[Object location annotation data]
- - -

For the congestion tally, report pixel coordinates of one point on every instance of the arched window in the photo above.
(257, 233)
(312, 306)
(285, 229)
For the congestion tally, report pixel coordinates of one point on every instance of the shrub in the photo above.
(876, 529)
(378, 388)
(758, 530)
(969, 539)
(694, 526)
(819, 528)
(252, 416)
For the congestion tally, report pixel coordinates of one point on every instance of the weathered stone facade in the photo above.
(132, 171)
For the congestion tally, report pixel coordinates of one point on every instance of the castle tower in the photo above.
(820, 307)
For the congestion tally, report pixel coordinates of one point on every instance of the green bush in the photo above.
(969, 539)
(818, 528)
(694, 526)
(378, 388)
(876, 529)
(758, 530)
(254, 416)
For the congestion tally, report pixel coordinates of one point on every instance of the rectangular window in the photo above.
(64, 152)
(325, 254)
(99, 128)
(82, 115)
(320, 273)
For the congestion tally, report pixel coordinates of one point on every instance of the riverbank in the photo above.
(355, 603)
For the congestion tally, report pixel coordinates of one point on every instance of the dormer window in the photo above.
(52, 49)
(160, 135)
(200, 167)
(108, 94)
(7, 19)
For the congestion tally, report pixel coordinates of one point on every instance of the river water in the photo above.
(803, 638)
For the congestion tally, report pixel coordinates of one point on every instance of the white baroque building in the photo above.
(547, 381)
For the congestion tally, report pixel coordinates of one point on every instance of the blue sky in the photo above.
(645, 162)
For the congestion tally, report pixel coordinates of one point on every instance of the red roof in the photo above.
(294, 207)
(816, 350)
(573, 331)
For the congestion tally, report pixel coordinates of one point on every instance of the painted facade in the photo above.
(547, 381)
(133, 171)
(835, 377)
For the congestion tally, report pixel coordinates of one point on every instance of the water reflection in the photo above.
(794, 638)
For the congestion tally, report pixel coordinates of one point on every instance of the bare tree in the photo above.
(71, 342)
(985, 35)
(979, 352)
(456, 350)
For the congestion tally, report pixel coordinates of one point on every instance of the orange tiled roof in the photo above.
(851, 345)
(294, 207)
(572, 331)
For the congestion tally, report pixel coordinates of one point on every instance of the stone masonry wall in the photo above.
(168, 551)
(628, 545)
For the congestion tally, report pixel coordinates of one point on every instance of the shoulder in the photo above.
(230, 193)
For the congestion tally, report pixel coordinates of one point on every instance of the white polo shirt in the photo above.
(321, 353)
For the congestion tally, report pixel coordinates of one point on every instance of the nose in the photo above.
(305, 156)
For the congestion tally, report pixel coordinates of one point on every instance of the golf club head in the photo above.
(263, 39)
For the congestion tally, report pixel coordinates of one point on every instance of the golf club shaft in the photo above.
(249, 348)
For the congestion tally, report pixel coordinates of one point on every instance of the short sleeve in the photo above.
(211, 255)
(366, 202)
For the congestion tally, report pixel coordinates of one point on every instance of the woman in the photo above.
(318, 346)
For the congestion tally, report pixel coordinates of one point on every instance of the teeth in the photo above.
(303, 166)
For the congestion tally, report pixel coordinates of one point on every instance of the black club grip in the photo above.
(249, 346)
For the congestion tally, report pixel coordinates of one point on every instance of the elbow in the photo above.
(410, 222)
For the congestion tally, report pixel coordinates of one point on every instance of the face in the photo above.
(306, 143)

- - -

Extract the complete listing above, reproducing each line exactly.

For the congestion tally, report pixel coordinates of one point on every instance of the arched window in the photo above.
(257, 233)
(312, 306)
(285, 229)
For the congestion tally, report pixel coordinates of one point on every instance of the shrub in the photo above.
(876, 529)
(378, 388)
(758, 530)
(969, 539)
(694, 526)
(819, 528)
(252, 416)
For the congestion tally, report pixel coordinates of one point on every instance of the weathered stone facade in the photo above.
(132, 171)
For the congestion tally, report pixel coordinates of one point on every instance of the castle tower in the photo above.
(820, 307)
For the congestion tally, report pixel coordinates of one point on every instance of the green bush in the photo above.
(969, 539)
(818, 528)
(694, 526)
(378, 388)
(876, 529)
(758, 530)
(254, 416)
For the congestion tally, report pixel coordinates of one point on every instance of the rectangular window in the photo above.
(64, 152)
(325, 254)
(99, 128)
(82, 115)
(320, 273)
For the congestion tally, report pixel coordinates of one point on every instance of the riverbank in the photo above.
(355, 603)
For the congestion tally, report pixel coordinates of one point on every instance of the dormer window in the photo above.
(52, 49)
(160, 135)
(200, 167)
(108, 94)
(7, 19)
For the congestion tally, report pixel coordinates of one point on every instance of the river water in the photo above.
(803, 638)
For the congestion tally, report pixel coordinates of one point on every instance of the white baroque building in the photo above.
(547, 381)
For the congestion tally, report pixel coordinates of one point on every instance of the blue sky in the photo above.
(645, 162)
For the congestion tally, report pixel coordinates of one point on every instance of the red roof in the photo above.
(294, 207)
(816, 350)
(573, 331)
For the congestion tally, report pixel coordinates of one point on every instance of the painted facade in the photo above.
(547, 381)
(133, 171)
(835, 377)
For the congestion tally, report pixel coordinates of one point on every instance of the water reflection in the photo above.
(794, 638)
For the congestion tally, report pixel coordinates of one point on every instance of the bare tree in the photo above.
(71, 342)
(985, 35)
(979, 352)
(456, 350)
For the congestion tally, report pixel coordinates of one point on every instance of the orange tiled roof in the photo above.
(851, 345)
(294, 207)
(572, 331)
For the congestion tally, report pixel coordinates of one point on every instance of the stone masonry wall in the photo above.
(168, 551)
(628, 545)
For the congestion tally, report pixel coordinates of one point on every instance of the shoulder in the photo above.
(230, 193)
For the congestion tally, report pixel coordinates of one point on every instance of the white polo shirt in the photo above.
(321, 353)
For the congestion tally, report pixel coordinates of one point on every instance of the nose in the photo above.
(305, 156)
For the congestion tally, report pixel coordinates of one point on every instance of the golf club head in the photo above.
(263, 39)
For the congestion tally, report pixel coordinates of one point on every instance of the golf club shaft in the photo above.
(249, 348)
For the congestion tally, report pixel coordinates of one point on every instance of the short sleeve in the photo above.
(211, 255)
(366, 202)
For the congestion tally, report pixel coordinates of one point on every instance of the woman in the photo above.
(318, 346)
For the congestion tally, report pixel coordinates of one point on every instance of the teeth in the photo above.
(303, 166)
For the congestion tally, report pixel coordinates of one point on every instance of the black club grip in the photo above.
(249, 346)
For the congestion tally, report pixel coordinates of one point on every instance of the elbow in the photo above.
(410, 222)
For the congestion tally, report pixel coordinates of one point on every instance of the face in the photo above.
(306, 143)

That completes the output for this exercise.